▶ _Goal of the exercise_: Starting at the line that holds "the dark treeline", copy every line exactly through the end of the data, and no others.

···

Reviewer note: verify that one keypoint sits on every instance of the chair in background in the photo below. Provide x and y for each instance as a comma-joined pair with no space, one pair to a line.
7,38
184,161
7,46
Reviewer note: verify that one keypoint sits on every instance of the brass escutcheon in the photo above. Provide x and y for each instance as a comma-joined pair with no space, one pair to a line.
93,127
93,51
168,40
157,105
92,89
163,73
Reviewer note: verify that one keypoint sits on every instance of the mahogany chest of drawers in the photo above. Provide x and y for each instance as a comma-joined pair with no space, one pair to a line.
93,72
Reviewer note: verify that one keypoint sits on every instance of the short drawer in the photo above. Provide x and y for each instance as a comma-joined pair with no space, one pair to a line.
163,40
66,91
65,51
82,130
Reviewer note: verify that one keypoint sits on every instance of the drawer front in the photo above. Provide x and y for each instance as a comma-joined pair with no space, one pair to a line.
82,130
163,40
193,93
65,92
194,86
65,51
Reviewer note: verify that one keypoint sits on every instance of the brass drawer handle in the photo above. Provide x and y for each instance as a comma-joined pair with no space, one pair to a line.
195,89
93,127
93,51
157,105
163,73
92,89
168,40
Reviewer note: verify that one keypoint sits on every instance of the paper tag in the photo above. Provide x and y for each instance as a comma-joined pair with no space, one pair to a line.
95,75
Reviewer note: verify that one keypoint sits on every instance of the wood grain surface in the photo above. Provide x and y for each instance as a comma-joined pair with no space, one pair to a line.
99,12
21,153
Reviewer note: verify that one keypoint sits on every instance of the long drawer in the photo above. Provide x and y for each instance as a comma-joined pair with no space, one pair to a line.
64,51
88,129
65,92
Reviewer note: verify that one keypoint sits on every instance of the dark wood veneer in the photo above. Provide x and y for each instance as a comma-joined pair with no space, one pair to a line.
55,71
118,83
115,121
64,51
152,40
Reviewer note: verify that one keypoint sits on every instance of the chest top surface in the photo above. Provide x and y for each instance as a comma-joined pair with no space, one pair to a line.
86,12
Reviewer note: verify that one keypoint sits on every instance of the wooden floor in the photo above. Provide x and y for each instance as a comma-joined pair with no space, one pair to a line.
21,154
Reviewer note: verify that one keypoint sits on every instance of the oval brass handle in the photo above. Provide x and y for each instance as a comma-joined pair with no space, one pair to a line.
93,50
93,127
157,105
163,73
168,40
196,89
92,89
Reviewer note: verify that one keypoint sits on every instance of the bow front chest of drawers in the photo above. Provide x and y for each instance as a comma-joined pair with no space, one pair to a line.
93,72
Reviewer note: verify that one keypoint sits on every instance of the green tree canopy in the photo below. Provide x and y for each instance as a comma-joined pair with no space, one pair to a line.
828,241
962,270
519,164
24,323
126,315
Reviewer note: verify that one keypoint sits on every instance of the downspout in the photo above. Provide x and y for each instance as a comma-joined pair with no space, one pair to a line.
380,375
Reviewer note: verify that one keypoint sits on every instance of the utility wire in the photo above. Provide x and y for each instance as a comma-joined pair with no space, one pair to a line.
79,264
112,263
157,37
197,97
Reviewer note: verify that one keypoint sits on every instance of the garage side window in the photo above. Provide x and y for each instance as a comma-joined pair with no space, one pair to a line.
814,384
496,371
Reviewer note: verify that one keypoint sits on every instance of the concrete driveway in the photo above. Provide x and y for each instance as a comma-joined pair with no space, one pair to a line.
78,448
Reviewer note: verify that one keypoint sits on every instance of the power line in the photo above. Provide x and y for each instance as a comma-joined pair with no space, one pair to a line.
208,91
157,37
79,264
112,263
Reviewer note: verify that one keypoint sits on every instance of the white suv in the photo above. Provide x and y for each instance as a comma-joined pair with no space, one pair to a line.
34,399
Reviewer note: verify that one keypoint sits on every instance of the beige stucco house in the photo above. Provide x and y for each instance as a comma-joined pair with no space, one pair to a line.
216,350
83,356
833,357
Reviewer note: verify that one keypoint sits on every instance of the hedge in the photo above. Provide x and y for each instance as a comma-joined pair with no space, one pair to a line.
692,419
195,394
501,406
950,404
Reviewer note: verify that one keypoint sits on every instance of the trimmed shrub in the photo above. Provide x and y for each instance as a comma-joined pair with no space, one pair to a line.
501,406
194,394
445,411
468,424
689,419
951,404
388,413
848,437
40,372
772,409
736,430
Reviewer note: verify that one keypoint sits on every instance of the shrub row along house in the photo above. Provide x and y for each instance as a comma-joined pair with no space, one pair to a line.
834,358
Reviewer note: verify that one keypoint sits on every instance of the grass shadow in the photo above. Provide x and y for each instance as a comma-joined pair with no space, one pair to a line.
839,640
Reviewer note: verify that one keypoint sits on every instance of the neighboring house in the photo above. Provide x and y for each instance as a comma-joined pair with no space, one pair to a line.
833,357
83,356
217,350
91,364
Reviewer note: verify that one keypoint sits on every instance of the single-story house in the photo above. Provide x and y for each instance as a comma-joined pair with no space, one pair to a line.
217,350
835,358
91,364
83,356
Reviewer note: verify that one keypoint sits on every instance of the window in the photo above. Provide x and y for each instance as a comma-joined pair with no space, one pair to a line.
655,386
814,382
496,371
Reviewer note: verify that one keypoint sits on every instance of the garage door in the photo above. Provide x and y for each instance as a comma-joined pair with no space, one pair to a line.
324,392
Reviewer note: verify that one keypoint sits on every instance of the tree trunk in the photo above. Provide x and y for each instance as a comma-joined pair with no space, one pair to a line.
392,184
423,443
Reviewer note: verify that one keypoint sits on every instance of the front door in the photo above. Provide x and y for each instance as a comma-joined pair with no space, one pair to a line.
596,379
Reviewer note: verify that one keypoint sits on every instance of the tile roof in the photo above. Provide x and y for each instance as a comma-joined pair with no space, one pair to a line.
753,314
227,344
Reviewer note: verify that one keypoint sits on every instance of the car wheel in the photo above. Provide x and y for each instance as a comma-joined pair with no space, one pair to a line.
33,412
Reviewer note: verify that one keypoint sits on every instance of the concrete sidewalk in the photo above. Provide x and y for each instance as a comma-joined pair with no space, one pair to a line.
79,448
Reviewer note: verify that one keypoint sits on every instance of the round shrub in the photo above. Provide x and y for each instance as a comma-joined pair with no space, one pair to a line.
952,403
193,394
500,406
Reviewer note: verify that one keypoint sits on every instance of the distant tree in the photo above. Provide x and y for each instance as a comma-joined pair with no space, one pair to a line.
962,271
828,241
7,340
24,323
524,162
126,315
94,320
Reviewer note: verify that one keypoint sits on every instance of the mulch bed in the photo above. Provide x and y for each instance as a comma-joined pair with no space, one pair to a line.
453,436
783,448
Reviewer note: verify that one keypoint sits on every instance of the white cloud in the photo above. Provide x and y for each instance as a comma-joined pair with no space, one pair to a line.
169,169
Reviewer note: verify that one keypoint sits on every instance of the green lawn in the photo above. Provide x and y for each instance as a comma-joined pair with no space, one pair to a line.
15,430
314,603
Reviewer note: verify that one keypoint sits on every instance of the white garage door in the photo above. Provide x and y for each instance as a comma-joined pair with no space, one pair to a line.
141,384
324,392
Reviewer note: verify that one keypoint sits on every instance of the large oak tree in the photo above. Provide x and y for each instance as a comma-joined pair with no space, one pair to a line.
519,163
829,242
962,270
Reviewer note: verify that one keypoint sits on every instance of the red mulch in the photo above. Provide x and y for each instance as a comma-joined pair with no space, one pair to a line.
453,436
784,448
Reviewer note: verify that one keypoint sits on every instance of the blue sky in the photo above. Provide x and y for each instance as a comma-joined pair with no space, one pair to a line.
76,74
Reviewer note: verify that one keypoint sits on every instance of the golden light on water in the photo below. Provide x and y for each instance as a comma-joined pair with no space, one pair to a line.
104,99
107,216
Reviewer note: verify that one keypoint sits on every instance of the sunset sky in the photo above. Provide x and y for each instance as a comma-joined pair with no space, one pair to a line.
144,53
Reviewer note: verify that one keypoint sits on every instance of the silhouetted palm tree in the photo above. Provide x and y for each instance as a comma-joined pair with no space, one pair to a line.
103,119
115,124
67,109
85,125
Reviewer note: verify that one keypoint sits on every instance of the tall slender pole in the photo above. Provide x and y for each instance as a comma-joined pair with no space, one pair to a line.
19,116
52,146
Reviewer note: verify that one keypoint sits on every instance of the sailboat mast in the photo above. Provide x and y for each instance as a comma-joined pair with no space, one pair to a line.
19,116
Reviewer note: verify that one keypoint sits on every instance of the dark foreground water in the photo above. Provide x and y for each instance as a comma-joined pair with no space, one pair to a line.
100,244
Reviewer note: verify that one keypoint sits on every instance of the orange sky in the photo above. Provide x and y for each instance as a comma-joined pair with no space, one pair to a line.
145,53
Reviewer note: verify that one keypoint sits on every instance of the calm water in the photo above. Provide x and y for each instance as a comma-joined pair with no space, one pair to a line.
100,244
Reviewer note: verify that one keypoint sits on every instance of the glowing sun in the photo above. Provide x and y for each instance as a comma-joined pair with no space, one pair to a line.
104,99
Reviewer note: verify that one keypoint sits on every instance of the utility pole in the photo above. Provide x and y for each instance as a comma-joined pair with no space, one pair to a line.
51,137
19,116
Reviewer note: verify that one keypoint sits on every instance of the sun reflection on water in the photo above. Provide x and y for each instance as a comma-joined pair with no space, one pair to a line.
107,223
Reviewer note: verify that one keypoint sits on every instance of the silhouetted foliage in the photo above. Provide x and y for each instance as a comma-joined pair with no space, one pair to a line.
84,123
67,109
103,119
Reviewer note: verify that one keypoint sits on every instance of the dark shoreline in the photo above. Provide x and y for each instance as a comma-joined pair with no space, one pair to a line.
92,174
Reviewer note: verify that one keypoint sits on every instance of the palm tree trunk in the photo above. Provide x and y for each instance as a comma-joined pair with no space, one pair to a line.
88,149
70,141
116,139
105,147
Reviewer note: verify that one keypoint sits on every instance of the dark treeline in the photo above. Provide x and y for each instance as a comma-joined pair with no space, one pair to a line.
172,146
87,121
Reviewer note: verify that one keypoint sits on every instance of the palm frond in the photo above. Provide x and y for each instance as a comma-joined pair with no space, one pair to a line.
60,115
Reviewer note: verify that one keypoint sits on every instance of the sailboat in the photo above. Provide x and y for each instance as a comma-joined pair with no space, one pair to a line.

···

▶ _Answer to this problem_:
Reviewer note: verify that one keypoint sits on every instance of the dark treeline in the photo above. Provide x and y for each instance as a comma-joined pair with no space, one pair to a line.
172,146
87,121
Reviewer note: verify that one keypoint sits on every instance of the palm frond in the photo above. Provide x and y for each instance as a comma-joined pair with no space, one pair to a line.
60,115
Reviewer note: verify that one keypoint sits on every instance of the sailboat in the photo above. Provide x and y for each instance as a comma-joined pair with no space, one pair to a line.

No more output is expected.